Repeat the material below word for word and leave out all pictures.

⁂

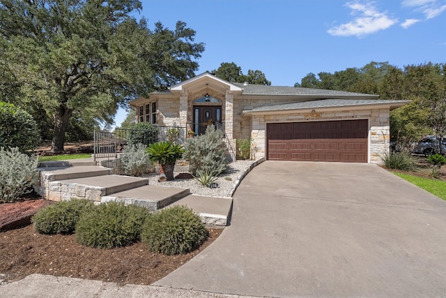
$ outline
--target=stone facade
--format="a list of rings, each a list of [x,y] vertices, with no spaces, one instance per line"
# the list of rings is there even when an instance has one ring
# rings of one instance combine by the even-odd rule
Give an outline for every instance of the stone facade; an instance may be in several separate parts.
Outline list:
[[[250,88],[250,86],[234,84],[211,74],[203,73],[172,87],[170,93],[155,93],[151,95],[151,98],[139,98],[131,104],[137,107],[156,101],[158,109],[157,124],[186,126],[188,130],[192,128],[190,124],[194,121],[194,105],[221,105],[222,124],[228,151],[236,152],[237,140],[251,139],[253,142],[252,159],[266,157],[266,124],[274,122],[367,119],[369,124],[369,162],[379,163],[380,156],[389,151],[390,110],[398,107],[397,104],[387,103],[387,105],[384,105],[380,103],[372,103],[362,107],[360,107],[361,103],[351,105],[354,107],[348,107],[351,105],[325,106],[318,109],[318,113],[321,114],[318,115],[317,119],[308,117],[311,109],[270,110],[263,114],[246,113],[260,107],[303,103],[315,99],[351,99],[360,103],[357,100],[376,100],[378,98],[378,96],[330,90],[304,89],[305,90],[302,91],[293,87],[271,87],[270,89],[265,89],[259,88],[256,85],[252,85],[252,88]],[[195,102],[204,94],[217,98],[220,103]],[[403,104],[399,106],[402,105]]]

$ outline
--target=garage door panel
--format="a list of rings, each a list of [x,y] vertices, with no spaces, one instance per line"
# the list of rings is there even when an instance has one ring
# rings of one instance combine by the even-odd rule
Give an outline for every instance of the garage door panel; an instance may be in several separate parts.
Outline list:
[[[268,159],[367,163],[367,120],[268,124]]]

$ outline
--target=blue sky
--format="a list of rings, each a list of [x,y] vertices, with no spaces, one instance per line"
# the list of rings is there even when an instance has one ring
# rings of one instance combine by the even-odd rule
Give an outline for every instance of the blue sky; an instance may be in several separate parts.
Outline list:
[[[446,0],[142,0],[149,27],[177,21],[206,44],[196,74],[234,62],[272,85],[309,73],[446,62]],[[125,117],[120,110],[115,122]]]

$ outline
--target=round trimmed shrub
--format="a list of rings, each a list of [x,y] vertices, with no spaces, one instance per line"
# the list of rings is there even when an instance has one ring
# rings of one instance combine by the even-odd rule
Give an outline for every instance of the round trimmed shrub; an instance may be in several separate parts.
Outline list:
[[[101,248],[126,246],[139,239],[150,211],[141,206],[109,202],[84,214],[76,225],[81,244]]]
[[[198,248],[207,236],[198,215],[185,206],[174,206],[152,214],[143,226],[141,239],[150,251],[178,255]]]
[[[0,101],[0,147],[18,147],[25,152],[37,147],[40,142],[33,117],[12,103]]]
[[[86,200],[58,202],[37,211],[31,222],[40,234],[72,234],[81,216],[93,207]]]

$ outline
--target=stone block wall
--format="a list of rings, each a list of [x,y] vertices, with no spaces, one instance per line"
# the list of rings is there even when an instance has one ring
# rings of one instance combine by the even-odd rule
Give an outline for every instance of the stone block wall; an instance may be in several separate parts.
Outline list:
[[[48,186],[47,200],[56,202],[84,199],[100,202],[101,198],[105,195],[106,193],[106,189],[103,187],[64,183],[59,181],[51,181]]]

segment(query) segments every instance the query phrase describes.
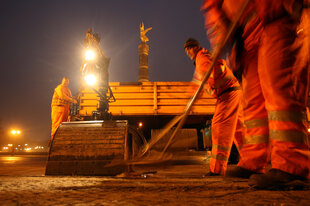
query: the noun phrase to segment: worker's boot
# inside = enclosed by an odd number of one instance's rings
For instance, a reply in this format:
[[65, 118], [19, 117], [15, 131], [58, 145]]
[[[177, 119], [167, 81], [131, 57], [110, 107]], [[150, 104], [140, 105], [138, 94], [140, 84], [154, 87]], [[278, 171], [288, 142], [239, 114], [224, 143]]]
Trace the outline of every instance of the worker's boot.
[[208, 172], [207, 174], [203, 175], [202, 177], [214, 177], [214, 176], [221, 176], [220, 174]]
[[233, 168], [228, 168], [225, 174], [225, 177], [238, 177], [238, 178], [244, 178], [244, 179], [249, 179], [251, 175], [253, 174], [259, 174], [257, 172], [245, 169], [243, 167], [233, 167]]
[[265, 174], [252, 175], [248, 184], [253, 188], [266, 190], [296, 190], [309, 187], [305, 178], [279, 169], [271, 169]]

⁂

> REPLY:
$ outline
--target=stone facade
--format="a list of rings, each a list of [x,y] vertices, with no spaces, one instance per line"
# the list of rings is there even when an instance has one ring
# rings of one instance combine by the even-odd rule
Give an outline for every instance of the stone facade; an instance may be in several separate parts.
Outline list:
[[[250,88],[250,86],[234,84],[211,74],[203,73],[172,87],[170,93],[155,93],[151,95],[151,98],[139,98],[131,104],[137,107],[156,101],[158,109],[157,124],[186,126],[188,130],[192,128],[190,124],[194,121],[194,105],[221,105],[222,124],[228,151],[236,152],[237,140],[251,139],[253,142],[252,159],[266,157],[266,124],[274,122],[367,119],[369,124],[369,162],[379,163],[380,156],[389,151],[390,110],[398,107],[397,104],[387,103],[387,105],[384,105],[380,103],[372,103],[362,107],[360,107],[361,103],[351,105],[354,107],[348,107],[351,105],[325,106],[318,109],[318,113],[321,114],[318,115],[317,119],[308,117],[311,109],[270,110],[263,114],[246,113],[260,107],[303,103],[315,99],[351,99],[360,103],[357,100],[376,100],[378,98],[378,96],[330,90],[304,89],[305,90],[302,91],[293,87],[271,87],[270,89],[265,89],[259,88],[256,85],[252,85],[252,88]],[[195,102],[204,94],[217,98],[220,103]],[[403,104],[399,106],[402,105]]]

$ outline
--target=garage door panel
--format="a list of rings, each a list of [x,y] vertices, with no spaces, one instance per line"
# the list of rings is there even when an instance has one ring
# rings of one instance combine by the even-odd rule
Give an outline for every instance of the garage door panel; an instance may be in several separate parts.
Outline list:
[[[268,159],[367,163],[367,120],[268,124]]]

$ outline
--target=blue sky
--format="a list of rings, each a list of [x,y] vertices, with no spaces, one instance per line"
# the list of rings is there even when an instance has one ring
# rings of one instance combine by the even-odd rule
Give an outline for every instance of the blue sky; an instance may be in several separate parts.
Outline list:
[[[446,0],[142,0],[149,27],[177,21],[206,44],[196,74],[234,62],[272,85],[309,73],[446,62]],[[125,117],[120,110],[115,122]]]

$ outline
--target=round trimmed shrub
--format="a list of rings, each a list of [x,y] vertices, with no spaces, one instance per line"
# the list of rings is there even when an instance has one ring
# rings of one instance combine by the even-odd rule
Give an outline for every instance of the round trimmed shrub; an instance may be in several separate parts.
Outline list:
[[[101,248],[126,246],[139,239],[150,211],[141,206],[109,202],[84,214],[76,225],[81,244]]]
[[[198,248],[207,236],[198,215],[185,206],[174,206],[152,214],[143,226],[141,239],[150,251],[178,255]]]
[[[0,101],[0,147],[18,147],[25,152],[37,147],[40,142],[33,117],[12,103]]]
[[[86,200],[58,202],[37,211],[31,222],[40,234],[72,234],[81,216],[93,207]]]

$ outline
--target=stone block wall
--format="a list of rings, each a list of [x,y] vertices, with no spaces, one instance per line"
# the list of rings is there even when an instance has one ring
# rings of one instance combine by the even-odd rule
Give an outline for every instance of the stone block wall; an instance may be in several separate parts.
Outline list:
[[[48,186],[47,200],[56,202],[84,199],[100,202],[101,198],[105,195],[106,193],[106,189],[103,187],[64,183],[59,181],[51,181]]]

segment(query) segments every instance the query phrase describes.
query: the noun phrase to segment: worker's boot
# inside = enclosed by an odd number of one instance's rings
For instance, a reply in this format:
[[65, 118], [19, 117], [15, 131], [58, 145]]
[[[177, 119], [167, 81], [131, 57], [110, 107]], [[150, 104], [140, 105], [138, 94], [140, 84], [154, 87]], [[278, 171], [288, 142], [239, 114], [224, 143]]]
Trace the outline of every instance of the worker's boot.
[[208, 172], [207, 174], [203, 175], [202, 177], [214, 177], [214, 176], [221, 176], [220, 174]]
[[233, 168], [228, 168], [225, 174], [225, 177], [238, 177], [238, 178], [244, 178], [244, 179], [249, 179], [251, 175], [253, 174], [259, 174], [257, 172], [245, 169], [243, 167], [233, 167]]
[[265, 174], [252, 175], [248, 184], [253, 188], [266, 190], [296, 190], [309, 187], [305, 178], [279, 169], [271, 169]]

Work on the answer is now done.